**TESTO DI PARTENZA:**
Si è detto che, pur con queste contraddizioni e strozzature, gli anziani cronici non autosuffi­cienti sono ricoverati «nella migliore delle ipote­si» nelle case protette. Quale l'alternativa? Dopo le dimissioni dall'ospedale è possibile che il soggetto venga rifiutato da tali istituzioni: l'am­missione è infatti accordata, dopo inchieste as­sai lunghe, in genere da commissioni costituite dai Comuni (frequentemente prive di ogni legitti­mazione normativa) senza garanzia alcuna di parità di trattamento.

Ma se il soggetto è "malato" e non gli viene fornita una prestazione adeguata (anzi non gli viene fornita prestazione alcuna)? L'ospedale l'ha dimesso, la casa protetta non l'ha accolto: potrebbe ascriversi in capo ai dirigenti respon­sabili il reato di abbandono (art. 591 c.p.) per cui chiunque abbandona una persona incapace per malattia di mente o di corpo, per vecchiaia o altra cosa di provvedere a se stessa e della quale abbia la custodia o debba avere la cura, è punito con la reclusione da sei mesi a cinque anni? Se talora denunce sono state presentate (ad es. nei confronti del direttore sanitario o del primario del reparto o magari del responsabile dell'USL che non è intervenuto tempestivamen­te) non risulta che si sia mai giunti a una condanna. Al contrario preoccupa non poco che in questi ultimi tempi sia stata prospet­tata una possibile responsabilità penale, con conseguente rinvio a giudizio (anche se non pa­re che si sia finora, anche in tal caso, giunti a condanna) per i parenti del malato, che non l'abbiano ritirato dall'ospedale da cui è stato di­messo.

**DOMANDE SUL TESTO:**
• a. Nel testo sugli anziani non autosufficienti, che pena è prevista per il reato di abbandono dell'art. 591 c.p.?
• b. Traduci in inglese questa frase del testo sugli anziani non autosufficienti: «Ma se il soggetto è "malato" e non gli viene fornita una prestazione adeguata (anzi non gli viene fornita prestazione alcuna)?»
I record provengono da un'altra fonte.

**RECORD FORNITI:**
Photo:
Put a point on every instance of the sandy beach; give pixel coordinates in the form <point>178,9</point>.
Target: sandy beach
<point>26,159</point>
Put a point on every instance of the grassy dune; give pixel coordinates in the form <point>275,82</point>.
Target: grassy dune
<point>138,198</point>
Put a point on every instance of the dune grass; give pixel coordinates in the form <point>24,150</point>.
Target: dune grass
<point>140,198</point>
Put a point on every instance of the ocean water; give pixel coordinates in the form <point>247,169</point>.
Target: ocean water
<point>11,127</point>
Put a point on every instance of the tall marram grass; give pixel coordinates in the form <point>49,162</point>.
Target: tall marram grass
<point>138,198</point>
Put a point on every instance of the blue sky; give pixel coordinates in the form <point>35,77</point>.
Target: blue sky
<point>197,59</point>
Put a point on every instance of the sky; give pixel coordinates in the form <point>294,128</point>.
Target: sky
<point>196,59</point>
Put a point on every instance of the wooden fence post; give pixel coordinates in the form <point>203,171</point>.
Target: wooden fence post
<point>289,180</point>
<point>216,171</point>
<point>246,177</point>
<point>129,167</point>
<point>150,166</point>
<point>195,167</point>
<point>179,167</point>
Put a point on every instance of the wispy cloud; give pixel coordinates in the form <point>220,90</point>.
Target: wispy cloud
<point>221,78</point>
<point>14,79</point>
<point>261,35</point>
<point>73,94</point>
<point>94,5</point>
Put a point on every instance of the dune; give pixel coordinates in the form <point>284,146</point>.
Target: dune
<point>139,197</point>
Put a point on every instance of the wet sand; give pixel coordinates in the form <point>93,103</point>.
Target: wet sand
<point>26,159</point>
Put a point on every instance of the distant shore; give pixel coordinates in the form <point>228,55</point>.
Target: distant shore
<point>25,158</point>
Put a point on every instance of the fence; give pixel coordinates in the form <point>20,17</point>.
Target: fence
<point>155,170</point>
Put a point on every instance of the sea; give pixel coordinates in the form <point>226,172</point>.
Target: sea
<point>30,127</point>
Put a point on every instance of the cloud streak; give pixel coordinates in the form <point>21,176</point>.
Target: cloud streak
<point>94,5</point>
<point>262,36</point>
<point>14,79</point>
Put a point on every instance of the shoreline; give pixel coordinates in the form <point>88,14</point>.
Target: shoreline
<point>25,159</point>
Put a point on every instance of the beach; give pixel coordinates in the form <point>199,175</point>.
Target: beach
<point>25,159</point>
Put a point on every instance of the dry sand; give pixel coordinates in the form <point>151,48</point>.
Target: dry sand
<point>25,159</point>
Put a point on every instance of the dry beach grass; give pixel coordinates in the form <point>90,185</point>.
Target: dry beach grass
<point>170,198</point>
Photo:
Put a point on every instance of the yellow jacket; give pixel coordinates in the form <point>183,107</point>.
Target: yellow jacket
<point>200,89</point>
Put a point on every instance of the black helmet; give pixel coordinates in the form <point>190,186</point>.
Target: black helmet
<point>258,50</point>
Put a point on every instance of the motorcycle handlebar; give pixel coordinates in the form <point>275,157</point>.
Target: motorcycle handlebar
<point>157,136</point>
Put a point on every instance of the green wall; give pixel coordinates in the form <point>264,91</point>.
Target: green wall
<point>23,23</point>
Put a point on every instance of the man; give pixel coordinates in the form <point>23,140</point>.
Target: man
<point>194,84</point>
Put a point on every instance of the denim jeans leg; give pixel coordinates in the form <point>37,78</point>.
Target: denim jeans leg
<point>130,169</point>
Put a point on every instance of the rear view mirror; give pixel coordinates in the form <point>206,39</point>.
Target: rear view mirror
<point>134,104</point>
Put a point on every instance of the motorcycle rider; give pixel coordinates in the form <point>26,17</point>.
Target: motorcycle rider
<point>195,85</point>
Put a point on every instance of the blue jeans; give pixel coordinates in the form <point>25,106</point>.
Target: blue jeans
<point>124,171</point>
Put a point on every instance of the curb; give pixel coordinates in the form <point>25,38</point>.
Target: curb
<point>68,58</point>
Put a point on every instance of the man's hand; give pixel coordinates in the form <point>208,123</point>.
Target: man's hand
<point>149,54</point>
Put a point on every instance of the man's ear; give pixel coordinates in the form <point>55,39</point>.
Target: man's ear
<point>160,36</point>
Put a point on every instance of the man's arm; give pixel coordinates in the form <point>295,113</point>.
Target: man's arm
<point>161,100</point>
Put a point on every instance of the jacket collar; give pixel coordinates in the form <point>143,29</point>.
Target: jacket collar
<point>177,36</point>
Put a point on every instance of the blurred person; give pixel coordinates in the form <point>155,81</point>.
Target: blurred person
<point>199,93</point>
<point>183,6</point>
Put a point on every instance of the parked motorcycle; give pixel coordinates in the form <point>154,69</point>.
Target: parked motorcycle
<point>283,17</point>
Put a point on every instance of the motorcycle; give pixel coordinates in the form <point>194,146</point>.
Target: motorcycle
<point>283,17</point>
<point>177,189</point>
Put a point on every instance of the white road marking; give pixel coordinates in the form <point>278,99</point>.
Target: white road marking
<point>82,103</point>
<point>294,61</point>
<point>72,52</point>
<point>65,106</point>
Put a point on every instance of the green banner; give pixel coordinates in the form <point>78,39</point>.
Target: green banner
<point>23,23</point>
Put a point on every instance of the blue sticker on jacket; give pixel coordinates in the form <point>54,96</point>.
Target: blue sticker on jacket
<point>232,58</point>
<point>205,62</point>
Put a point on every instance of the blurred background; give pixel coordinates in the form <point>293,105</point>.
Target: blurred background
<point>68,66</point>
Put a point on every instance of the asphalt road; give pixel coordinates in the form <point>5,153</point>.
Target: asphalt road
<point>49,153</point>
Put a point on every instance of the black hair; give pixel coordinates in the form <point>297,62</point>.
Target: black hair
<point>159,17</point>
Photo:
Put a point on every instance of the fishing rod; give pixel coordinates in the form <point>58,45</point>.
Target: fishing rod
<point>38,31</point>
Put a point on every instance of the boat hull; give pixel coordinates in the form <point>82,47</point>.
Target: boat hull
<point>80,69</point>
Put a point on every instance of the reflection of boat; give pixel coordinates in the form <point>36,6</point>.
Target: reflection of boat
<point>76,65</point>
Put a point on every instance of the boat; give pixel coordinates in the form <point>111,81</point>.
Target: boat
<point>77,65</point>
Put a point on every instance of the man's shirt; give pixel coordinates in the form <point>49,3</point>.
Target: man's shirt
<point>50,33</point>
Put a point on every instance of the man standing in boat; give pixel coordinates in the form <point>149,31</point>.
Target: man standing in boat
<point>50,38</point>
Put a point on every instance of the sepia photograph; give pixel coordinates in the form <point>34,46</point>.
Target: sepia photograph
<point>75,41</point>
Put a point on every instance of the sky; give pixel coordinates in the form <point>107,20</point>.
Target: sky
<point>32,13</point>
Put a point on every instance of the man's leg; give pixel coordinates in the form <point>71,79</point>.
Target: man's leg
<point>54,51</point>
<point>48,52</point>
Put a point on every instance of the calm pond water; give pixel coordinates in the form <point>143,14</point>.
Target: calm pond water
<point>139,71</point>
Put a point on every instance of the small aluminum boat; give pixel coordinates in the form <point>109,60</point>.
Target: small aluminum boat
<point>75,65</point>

**SOLUZIONI DEI COMPITI:**
• a. La reclusione da sei mesi a cinque anni.

• b. But what if the person is "sick" and is not given adequate care (indeed, is given no care at all)?